#### RECORDS FOR THE EXERCISE

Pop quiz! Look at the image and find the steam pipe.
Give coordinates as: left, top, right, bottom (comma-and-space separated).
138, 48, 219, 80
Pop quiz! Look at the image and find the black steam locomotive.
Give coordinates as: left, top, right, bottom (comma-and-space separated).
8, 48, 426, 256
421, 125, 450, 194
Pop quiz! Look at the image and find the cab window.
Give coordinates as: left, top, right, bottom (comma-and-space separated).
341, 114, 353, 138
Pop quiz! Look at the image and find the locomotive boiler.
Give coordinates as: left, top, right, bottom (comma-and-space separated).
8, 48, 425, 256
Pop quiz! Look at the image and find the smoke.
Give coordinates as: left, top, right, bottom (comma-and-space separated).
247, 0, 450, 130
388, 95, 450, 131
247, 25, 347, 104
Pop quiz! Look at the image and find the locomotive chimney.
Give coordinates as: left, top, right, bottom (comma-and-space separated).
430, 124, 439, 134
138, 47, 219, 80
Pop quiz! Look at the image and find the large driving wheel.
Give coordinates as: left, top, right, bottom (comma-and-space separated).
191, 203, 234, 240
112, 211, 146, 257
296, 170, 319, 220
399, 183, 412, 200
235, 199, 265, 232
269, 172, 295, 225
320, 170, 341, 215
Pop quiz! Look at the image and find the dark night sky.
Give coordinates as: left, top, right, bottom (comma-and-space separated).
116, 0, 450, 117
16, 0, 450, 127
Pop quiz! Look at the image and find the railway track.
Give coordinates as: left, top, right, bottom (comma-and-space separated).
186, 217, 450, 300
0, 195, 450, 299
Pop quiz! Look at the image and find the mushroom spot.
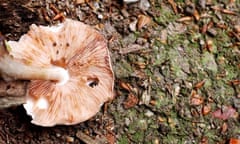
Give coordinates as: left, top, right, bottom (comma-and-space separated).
66, 43, 70, 47
37, 98, 48, 109
53, 42, 57, 47
87, 77, 99, 88
6, 85, 11, 90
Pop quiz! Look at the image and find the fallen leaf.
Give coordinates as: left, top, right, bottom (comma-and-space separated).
119, 81, 133, 92
202, 104, 211, 115
221, 122, 228, 133
200, 137, 208, 144
137, 15, 151, 30
190, 90, 203, 106
105, 133, 116, 144
123, 93, 138, 109
229, 138, 240, 144
194, 80, 206, 89
212, 106, 236, 120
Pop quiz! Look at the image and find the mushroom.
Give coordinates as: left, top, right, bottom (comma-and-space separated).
0, 19, 114, 126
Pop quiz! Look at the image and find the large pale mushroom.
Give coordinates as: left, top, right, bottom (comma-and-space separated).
0, 19, 114, 126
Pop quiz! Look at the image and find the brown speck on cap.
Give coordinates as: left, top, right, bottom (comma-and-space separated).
0, 19, 114, 126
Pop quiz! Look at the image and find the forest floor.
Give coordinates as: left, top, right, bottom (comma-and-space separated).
0, 0, 240, 144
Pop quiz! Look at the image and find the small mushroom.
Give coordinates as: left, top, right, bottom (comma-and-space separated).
0, 19, 114, 126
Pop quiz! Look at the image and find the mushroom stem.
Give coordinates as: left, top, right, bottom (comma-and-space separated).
0, 55, 69, 85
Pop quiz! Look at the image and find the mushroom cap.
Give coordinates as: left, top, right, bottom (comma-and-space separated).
8, 19, 114, 126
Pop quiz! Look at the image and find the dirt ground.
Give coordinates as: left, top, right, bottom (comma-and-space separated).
0, 0, 240, 144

#### THE TASK
Rescale the rows from the line with "Pop quiz! Look at the image and find the locomotive chimney." up to and including the line with "0, 195, 450, 299", repeating every line, requests included. Multiply each bounding-box coordinate in the answers by 2.1 and round it to a whole number, with halves rounded up.

#### EXERCISE RESULT
Pop quiz! Look at the image and find the locomotive chimney.
Give coordinates as: left, top, right, bottom (comma-and-space separated).
903, 260, 922, 281
290, 99, 460, 168
Pop quiz! Look at the image and find the large driving wheel.
Give coordinates as: left, top, right, bottom (comma-and-space separated).
401, 426, 491, 504
235, 443, 307, 540
622, 357, 670, 462
838, 384, 865, 420
494, 418, 557, 487
565, 361, 620, 473
672, 357, 716, 452
Pop quiz! Look at the image and find the dark night sky.
Give coordinates as: left, top, right, bottom (comma-and-space separated).
244, 0, 945, 246
34, 0, 945, 267
Pop quiz! Look at the image and find the railway track.
Give coordinates as: left, top, right, bottom (comma-and-space separated).
391, 456, 945, 630
0, 410, 945, 628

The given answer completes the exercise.